India need to slow this over rate or they'll miss out on the half hour with the pink ball swinging sideways in the dark @scott_heinrich. Mind you, 30 minutes less of Shane Warne on the mic is always welcome.
8.03am GMT
38th over: Australia 71-4 (Labuschagne 42, Green 3) A single to Labuschagne to fine-leg returns Green to the strike and the latter picks up one of his own off the last ball to reward himself with the possibility of six balls to Ashwin.
Abhijato Sensarma is back for more: “Oh my my, look at that cross-sectional leave! Has Steve Smith walked back onto the field in the disguise of Labuschagne? These two keep getting eerily similar every time they walk onto the field.”
7.59am GMT
37th over: Australia 69-4 (Labuschagne 41, Green 2) Ashwin again. I heard a commentator, who shall remain nameless, remark earlier that India only have four bowlers. Right now it seems it’s all they need. It’s lean pickings until Labuschagne is offered a full-toss on the last ball of the over, which by rights should be sent to the fence, but pressure doing what pressure does, the batsman can do no more than muff it away for a single.
7.54am GMT
36th over: Australia 66-4 (Labuschagne 39, Green 1) Bumrah to Green. A wise man once said Test cricket was called thus because it tested you. Green is watchful, happy to leave, and is showing no signs of nerves. Which is commendable. Because he must be absolutely bricking it. Maiden over.
7.50am GMT
35th over: Australia 66-4 (Labuschagne 38, Green 1)
Ashwin continues to Labuschagne, who resumes battle with a single off the first ball after drinks. That’s the good news. The bad news is Head gets on strike and prods a nothing sort of ball straight back into the hands of the bowler. Poor dismissal. Soft dismissal. Green enters the fray, on debut, with Australia four down for not many and gets off the mark with a single. Welcome to Test cricket, Cam.

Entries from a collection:
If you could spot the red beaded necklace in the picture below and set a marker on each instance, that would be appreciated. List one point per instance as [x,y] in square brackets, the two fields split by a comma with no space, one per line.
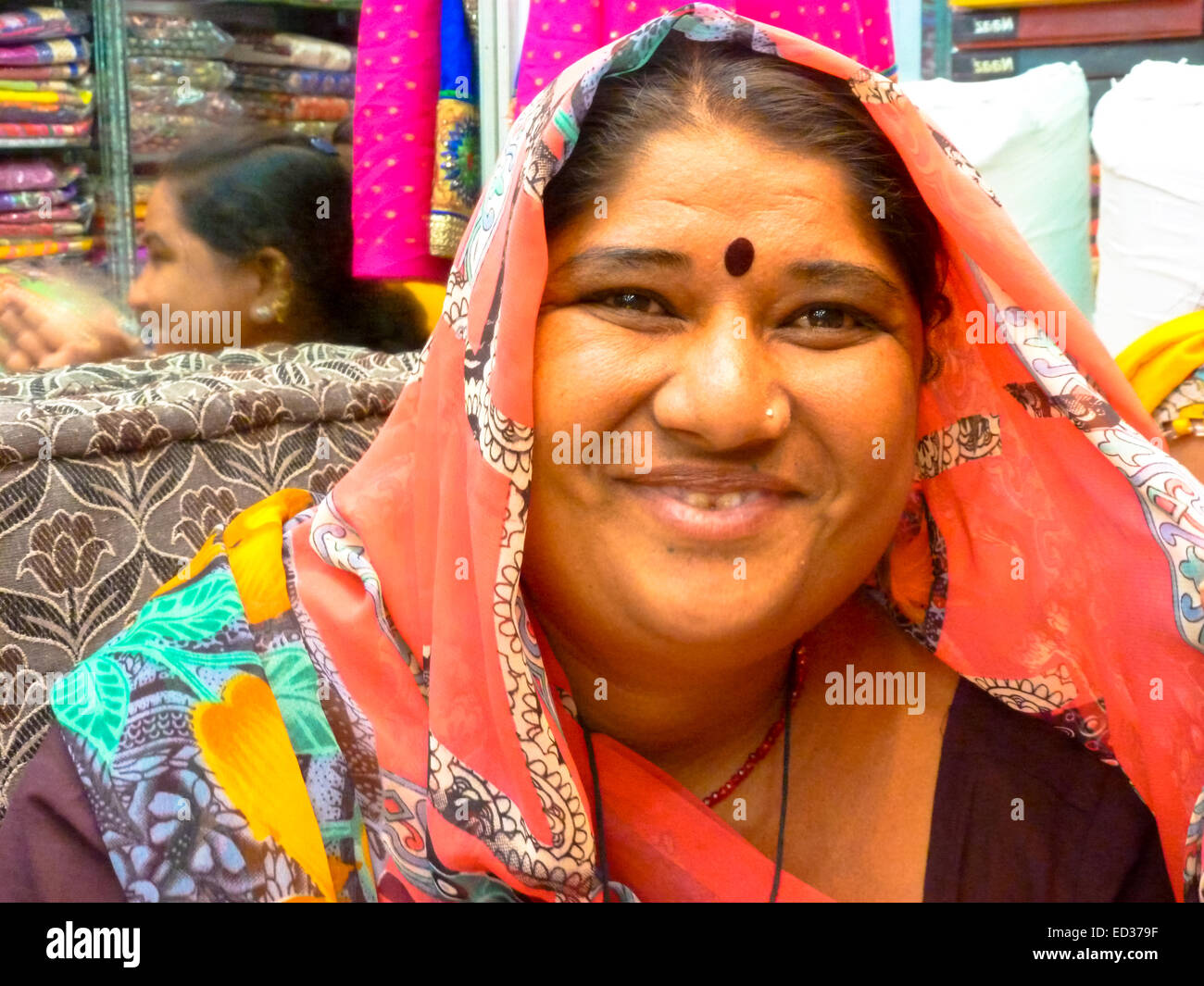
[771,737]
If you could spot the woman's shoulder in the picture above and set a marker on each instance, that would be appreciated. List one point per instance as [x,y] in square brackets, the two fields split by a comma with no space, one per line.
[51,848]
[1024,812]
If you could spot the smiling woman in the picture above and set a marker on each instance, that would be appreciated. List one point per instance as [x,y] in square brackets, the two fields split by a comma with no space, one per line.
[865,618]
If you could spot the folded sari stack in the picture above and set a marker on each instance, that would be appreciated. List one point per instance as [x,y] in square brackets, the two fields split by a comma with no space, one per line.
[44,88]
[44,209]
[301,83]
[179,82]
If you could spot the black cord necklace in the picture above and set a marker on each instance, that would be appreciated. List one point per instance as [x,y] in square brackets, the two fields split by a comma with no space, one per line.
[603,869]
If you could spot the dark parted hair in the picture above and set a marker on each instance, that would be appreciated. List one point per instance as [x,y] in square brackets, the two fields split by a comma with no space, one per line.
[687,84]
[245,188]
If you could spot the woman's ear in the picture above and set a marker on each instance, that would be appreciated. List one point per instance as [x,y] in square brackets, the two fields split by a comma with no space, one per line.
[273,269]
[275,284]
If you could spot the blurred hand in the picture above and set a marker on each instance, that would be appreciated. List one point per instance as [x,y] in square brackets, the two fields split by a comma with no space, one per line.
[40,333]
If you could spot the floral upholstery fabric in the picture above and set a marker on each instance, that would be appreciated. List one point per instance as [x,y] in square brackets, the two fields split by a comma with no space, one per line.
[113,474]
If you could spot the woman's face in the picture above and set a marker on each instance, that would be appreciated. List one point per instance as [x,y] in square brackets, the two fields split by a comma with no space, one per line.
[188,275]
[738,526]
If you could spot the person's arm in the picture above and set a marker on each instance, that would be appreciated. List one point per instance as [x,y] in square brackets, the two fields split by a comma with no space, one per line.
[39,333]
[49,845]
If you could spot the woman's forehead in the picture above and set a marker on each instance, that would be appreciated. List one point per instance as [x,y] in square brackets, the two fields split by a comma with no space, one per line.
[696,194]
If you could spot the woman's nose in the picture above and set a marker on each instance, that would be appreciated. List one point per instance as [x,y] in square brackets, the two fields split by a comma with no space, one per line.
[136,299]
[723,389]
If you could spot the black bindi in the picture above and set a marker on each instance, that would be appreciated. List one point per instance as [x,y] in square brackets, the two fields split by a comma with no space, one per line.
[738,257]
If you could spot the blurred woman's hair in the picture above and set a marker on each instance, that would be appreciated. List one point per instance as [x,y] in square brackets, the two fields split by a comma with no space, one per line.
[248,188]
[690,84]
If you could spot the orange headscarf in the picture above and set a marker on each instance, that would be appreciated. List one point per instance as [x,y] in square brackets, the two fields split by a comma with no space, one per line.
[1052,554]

What is being asked: Please continue the live cricket commentary from where it stops. The entries aren't needed here.

Answer to the task:
R Ashwin strikes again
The India off-spinner takes a good catch off his own bowling to send Travis Head back for seven!#AUSvIND scorecard https://t.co/Q10dx0r4nXpic.twitter.com/3umGdN28a2
7.44am GMT
Thanks Geoff. Mesmerising stuff with the ball from India, particularly after the break. After Bumrah exposed Australia’s vulnerability at the top of the order, India’s quicks then went to work on Smith and Labuschagne before Ashwin cashed in with the big wicket of the former (for a 29-ball 1, if you don’t mind). Labuschagne is digging deep and riding his luck but it’s hard work out there for Australia and it’s only going to get harder as the day goes on. Some great cricket in the offing. To have your say, send me an email or tweet @scott_heinrich.
7.42am GMT
34th over: Australia 64-3 (Labuschagne 38, Head 7) Travis Head, meanwhile, always wants to be going. Clips Umesh off his pads but straight to square leg. Twice in a row. Interesting field. That square leg fielder is three quarters of the way to the fence, but there’s also a leg gully, and a fine leg. Leading to the assumption that Umesh wants to bowl very straight. But instead he angles across the lefty and Head hits the gap at cover for two.
The rest of the field: slip, slip, gully, point, mid-off, mid-on. Umesh tightens the line and shortens the length to avoid conceding any more runs.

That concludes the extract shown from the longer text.